*Exercise goal:* Look through the data below and, wherever a line carries the word "Target", please copy that line.

(Beginning of Listed records)

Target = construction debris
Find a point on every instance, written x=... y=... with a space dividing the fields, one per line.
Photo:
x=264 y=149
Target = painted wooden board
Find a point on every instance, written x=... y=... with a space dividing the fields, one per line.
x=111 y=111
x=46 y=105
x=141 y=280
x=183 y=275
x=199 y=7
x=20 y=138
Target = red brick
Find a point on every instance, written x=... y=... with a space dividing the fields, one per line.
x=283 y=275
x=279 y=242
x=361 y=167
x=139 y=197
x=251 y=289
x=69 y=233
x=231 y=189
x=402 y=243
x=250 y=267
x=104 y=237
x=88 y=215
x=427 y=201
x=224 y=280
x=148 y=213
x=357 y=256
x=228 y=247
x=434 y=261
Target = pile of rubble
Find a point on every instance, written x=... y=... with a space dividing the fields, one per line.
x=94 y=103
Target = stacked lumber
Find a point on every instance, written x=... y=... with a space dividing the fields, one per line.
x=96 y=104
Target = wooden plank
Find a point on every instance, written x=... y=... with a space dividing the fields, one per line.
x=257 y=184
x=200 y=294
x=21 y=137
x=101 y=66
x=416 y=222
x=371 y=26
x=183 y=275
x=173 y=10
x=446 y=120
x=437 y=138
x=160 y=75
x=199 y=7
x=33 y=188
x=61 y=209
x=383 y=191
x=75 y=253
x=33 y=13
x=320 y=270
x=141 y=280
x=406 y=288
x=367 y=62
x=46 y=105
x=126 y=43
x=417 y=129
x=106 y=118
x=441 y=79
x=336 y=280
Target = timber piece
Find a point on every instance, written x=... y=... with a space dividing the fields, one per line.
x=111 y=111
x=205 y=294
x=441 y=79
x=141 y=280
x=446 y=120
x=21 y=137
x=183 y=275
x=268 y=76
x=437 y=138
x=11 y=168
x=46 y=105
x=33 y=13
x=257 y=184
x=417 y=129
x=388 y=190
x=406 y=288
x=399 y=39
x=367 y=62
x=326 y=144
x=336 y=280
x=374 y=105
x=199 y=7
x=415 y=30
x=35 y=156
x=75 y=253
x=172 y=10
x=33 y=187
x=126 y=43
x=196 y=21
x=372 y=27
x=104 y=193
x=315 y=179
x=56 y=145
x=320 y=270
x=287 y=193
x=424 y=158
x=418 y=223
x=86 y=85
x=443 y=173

(End of Listed records)

*Reply:*
Target = construction debris
Target = painted wooden board
Target = red brick
Target = pile of rubble
Target = stacked lumber
Target = wooden plank
Target = timber piece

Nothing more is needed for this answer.